> _EXCERPT PROVIDED_:
-----

Ghosts of Christmas present: Macron’s ongoing Yellow Vest nightmare

22 December 2018
John Mullen

Act Five for the popular Yellow Vest revolt against poverty in France came on 15 December – but it was not the finale. The movement remains vibrant and determined, especially in big southern towns such as Toulouse and Bordeaux.

Its effects are considerable, with pre-Christmas commerce heavily hit, privatised motorway companies losing tens of millions of euros, and images of burning cars and smashed bank windows on the Champs Elysees tarnishing president Emmanuel Macron’s image as 21st century European capitalism’s blue-eyed boy.

Christmas trees have been put up on several Yellow Vest-held roundabouts and motorway toll booths, symbolising that protesters are not giving up. At some roadblocks, the movement collects for food banks; at others they set up mock guillotines. One of Macron’s MPs turned up for work the other day to find her offices had been repainted bright yellow.

New initiatives are to be noted every day. A picket of Monsanto offices, another at the home of the chair of the main bosses’ organisation, the the Movement of the Enterprises of France, and a blockade of a wholesale food market at Rungis, outside Paris, are just three examples. When Yellow Vests blockaded the tax office at Figeac, some workers came out on strike to support them.

In several places (such as Toulouse or Clermont-Ferrand), large general meetings are for the first time being set up to debate demands. People speaking on behalf of parties or unions are often not welcome, but commentators who had believed exaggerations about the influence of the far right were surprised to see, in Toulouse, there were no racist demands being debated. In Clermont, the one anti-migrant demand was shouted down. Of the 30 or so different slogans I saw on vests and placards in Paris on 15 December, none mentioned immigration.

Police interventions against roadblocks are rising to dozens every day, but the Yellow Vests cleared out sometimes come back the following day, some town mayors support them and anger remains high (several motorway toll booths have been burned down this week). There are still a couple of hundred roadblocks active.

-----

> _PROMPT 1_:
Using the article on the Yellow Vest protests, answer these:
(a) On what date did Act Five of the revolt take place?
(b) At which place outside Paris was a wholesale food market blockaded?
(c) About how many roadblocks are still active?
The entries that follow have no connection to the article on the Yellow Vest protests.

> _EXCERPTED DATA_:
-----

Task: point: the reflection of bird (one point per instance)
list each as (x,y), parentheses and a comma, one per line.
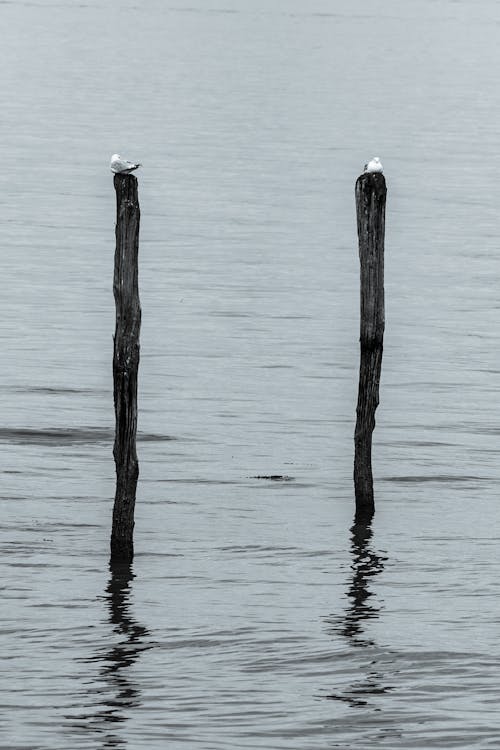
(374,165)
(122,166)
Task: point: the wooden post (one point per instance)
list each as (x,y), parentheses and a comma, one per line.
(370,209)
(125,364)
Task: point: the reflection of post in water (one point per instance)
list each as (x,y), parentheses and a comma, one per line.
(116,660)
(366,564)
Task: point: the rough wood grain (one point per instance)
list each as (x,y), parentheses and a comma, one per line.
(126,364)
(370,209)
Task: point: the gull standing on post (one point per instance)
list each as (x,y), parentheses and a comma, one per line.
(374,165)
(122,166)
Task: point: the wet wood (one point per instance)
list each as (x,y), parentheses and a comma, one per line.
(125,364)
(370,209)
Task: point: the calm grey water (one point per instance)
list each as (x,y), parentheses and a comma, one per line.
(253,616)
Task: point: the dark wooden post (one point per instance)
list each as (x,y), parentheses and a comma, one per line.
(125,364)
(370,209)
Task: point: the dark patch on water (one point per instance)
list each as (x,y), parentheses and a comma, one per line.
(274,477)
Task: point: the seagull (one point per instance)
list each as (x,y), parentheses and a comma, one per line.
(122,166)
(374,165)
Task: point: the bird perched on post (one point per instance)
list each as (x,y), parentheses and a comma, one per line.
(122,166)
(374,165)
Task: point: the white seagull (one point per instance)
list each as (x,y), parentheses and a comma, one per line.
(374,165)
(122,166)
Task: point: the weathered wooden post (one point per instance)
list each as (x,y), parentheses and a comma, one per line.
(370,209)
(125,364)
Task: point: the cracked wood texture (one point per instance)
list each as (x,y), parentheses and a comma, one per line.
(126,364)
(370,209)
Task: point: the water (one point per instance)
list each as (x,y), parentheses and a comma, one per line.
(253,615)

-----

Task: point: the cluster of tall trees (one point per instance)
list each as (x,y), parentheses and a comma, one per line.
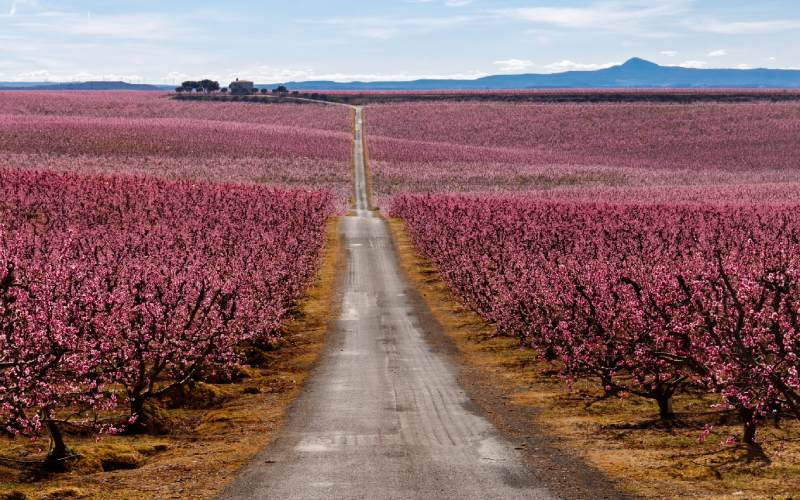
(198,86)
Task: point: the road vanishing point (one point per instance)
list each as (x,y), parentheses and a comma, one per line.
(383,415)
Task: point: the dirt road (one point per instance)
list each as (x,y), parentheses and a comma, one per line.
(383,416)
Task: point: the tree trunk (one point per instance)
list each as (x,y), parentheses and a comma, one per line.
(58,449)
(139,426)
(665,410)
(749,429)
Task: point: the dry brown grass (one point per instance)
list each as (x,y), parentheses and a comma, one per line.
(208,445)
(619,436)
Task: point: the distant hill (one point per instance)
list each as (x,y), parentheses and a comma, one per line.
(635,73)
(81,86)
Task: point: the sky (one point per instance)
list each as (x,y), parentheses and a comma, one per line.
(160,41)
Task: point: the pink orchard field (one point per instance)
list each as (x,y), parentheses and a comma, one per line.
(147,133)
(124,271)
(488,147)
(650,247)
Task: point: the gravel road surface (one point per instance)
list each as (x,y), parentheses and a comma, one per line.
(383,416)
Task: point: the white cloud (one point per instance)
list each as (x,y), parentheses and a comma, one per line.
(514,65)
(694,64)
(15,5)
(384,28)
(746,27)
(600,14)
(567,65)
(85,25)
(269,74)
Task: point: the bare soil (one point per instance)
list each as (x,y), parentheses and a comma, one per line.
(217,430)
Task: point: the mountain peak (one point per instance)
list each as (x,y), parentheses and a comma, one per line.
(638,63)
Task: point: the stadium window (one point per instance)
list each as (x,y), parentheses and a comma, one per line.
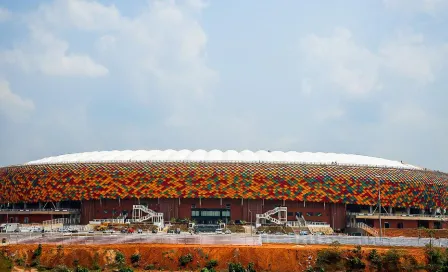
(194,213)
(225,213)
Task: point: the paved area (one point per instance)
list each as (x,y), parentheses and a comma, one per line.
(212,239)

-----

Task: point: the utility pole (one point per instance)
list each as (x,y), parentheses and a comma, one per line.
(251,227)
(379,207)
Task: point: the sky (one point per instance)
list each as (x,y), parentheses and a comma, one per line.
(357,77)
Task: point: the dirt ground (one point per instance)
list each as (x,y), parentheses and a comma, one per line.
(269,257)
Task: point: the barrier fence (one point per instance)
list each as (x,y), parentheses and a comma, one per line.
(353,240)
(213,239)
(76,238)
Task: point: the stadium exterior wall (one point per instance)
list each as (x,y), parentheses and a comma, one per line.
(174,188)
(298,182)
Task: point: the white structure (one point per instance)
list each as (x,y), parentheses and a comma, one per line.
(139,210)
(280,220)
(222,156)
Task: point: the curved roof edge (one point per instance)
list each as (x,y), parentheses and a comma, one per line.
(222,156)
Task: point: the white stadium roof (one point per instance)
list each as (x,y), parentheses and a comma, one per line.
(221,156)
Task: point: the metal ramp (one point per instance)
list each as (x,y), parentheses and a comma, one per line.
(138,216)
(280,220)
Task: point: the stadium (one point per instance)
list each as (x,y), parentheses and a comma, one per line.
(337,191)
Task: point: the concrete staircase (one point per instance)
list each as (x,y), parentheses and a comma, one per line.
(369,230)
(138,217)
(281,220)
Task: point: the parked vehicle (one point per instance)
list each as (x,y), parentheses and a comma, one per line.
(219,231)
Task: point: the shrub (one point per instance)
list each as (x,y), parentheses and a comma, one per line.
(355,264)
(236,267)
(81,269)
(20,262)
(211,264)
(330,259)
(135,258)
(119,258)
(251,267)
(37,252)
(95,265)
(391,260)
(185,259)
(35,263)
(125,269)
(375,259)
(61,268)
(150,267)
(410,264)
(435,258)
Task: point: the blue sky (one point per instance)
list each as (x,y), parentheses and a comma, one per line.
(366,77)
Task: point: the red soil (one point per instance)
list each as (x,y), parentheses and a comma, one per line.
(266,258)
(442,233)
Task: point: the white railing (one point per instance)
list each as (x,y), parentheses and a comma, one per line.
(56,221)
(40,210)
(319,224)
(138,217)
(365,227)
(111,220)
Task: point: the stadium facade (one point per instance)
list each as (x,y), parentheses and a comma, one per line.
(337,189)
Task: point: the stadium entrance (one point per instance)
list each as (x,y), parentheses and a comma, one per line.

-----

> _PROMPT 2_: Identify each line of the entries that contains the word "dark", and copy those lines.

> _WRITTEN ANSWER 1_:
(a) 15 December
(b) Rungis
(c) A couple of hundred

> _WRITTEN ANSWER 2_:
Task: point: the dark wooden post (one point per instance)
Task: point: the dark patch on water (one point per instance)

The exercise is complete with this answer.